Allarme decarbonizzazione: l’Italia è indietro
Il Bel Paese è in ritardo sulla transizione energetica. E le cause non sono economiche o tecnologiche…
Un piano di transizione energetica verso una produzione di energia più sostenibile? In Italia manca. Un allarme, quello lanciato da sono associazioni ambientalistiche quali WWF, Greenpeace, Legambiente, Kyoto Club e Transport & Environment, che vuol essere uno stimolo per il governo Draghi alle prese con la definizione di un Piano di rilancio decisivo per il futuro del Paese. Il rischio, infatti, è di perdere occasioni importanti anche da un punto di vista economico, visto che in ballo ci sono migliaia potenziali nuovi posti di lavoro.
I numeri parlano chiaro. Per raggiungere gli obiettivi Ue servirebbero circa 6000 mw l’anno e invece, al momento, ne stiamo installando appena 1000 mw.
Le cause? Non economiche o tecnologiche, ma – come detto – legate all’assenza di un vero piano di decarbonizzazione che coordini i campi di intervento e che riduca gli ostacoli burocratici per autorizzare nuovi impianti rinnovabili.
══════
> [Compito assegnato 1]: Moltiplica per 0,55 ogni coordinata dei tracciati nell'elenco, dal suo inizio fino alla riga con "34 45 L 31 42" compresa, arrotondando all'intero con le metà per eccesso. Riscrivi solo quelle righe, per intero.
L'elenco qui sotto non ha alcun legame con l'articolo.
══════
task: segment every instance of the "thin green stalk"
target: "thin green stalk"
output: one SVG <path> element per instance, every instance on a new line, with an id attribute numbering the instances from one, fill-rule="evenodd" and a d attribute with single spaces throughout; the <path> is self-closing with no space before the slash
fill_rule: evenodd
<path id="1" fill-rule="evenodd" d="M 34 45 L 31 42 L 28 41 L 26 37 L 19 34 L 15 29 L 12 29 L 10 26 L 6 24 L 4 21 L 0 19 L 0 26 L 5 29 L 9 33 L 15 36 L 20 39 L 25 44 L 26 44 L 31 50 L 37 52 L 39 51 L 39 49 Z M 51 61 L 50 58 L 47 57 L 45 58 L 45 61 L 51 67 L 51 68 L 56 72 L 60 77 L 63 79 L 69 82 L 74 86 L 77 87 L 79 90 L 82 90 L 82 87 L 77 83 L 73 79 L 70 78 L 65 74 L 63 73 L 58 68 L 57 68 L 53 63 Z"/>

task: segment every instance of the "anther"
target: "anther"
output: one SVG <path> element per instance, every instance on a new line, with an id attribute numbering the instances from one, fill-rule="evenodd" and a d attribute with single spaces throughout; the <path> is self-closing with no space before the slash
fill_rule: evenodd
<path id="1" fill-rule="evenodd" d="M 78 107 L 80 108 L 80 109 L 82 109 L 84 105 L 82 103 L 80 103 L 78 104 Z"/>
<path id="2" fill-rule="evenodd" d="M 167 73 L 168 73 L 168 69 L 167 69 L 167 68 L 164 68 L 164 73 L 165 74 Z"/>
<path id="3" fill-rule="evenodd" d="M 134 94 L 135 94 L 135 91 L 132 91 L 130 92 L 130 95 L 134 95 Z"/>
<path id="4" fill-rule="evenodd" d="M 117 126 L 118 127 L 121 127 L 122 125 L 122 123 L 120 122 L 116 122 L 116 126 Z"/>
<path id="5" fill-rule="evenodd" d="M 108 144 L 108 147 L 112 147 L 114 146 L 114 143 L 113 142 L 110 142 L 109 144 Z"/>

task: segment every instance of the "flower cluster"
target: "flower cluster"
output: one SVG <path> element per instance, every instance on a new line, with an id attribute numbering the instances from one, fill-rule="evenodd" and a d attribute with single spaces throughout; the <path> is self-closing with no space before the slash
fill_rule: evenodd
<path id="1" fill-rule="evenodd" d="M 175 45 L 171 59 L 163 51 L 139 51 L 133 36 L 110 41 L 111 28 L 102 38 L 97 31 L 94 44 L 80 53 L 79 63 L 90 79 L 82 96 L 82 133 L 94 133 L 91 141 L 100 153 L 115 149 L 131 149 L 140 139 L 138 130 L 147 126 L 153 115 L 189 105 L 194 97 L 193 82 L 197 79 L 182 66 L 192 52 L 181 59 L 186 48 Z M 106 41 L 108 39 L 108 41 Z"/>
══════
> [Compito assegnato 2]: Secondo l'articolo sulla decarbonizzazione in Italia, quanti mw l'anno servirebbero per raggiungere gli obiettivi Ue?

> [Risposta completa 1]:
task: segment every instance of the "thin green stalk"
target: "thin green stalk"
output: one SVG <path> element per instance, every instance on a new line, with an id attribute numbering the instances from one, fill-rule="evenodd" and a d attribute with single spaces throughout; the <path> is self-closing with no space before the slash
fill_rule: evenodd
<path id="1" fill-rule="evenodd" d="M 19 25 L 17 23 L 15 23 L 14 20 L 10 19 L 8 16 L 7 16 L 6 14 L 3 13 L 2 12 L 0 10 L 0 14 L 3 16 L 5 18 L 8 20 L 11 21 L 14 24 L 14 24 L 17 28 L 20 29 L 21 28 L 21 27 Z M 28 34 L 28 32 L 26 31 L 25 32 L 25 34 L 28 37 L 28 37 L 31 40 L 33 42 L 35 43 L 38 45 L 41 47 L 42 48 L 43 50 L 45 50 L 45 48 L 42 46 L 40 43 L 39 43 L 36 41 L 35 40 L 32 37 L 31 37 L 29 35 Z"/>

> [Risposta completa 2]: Circa 6000 mw l'anno.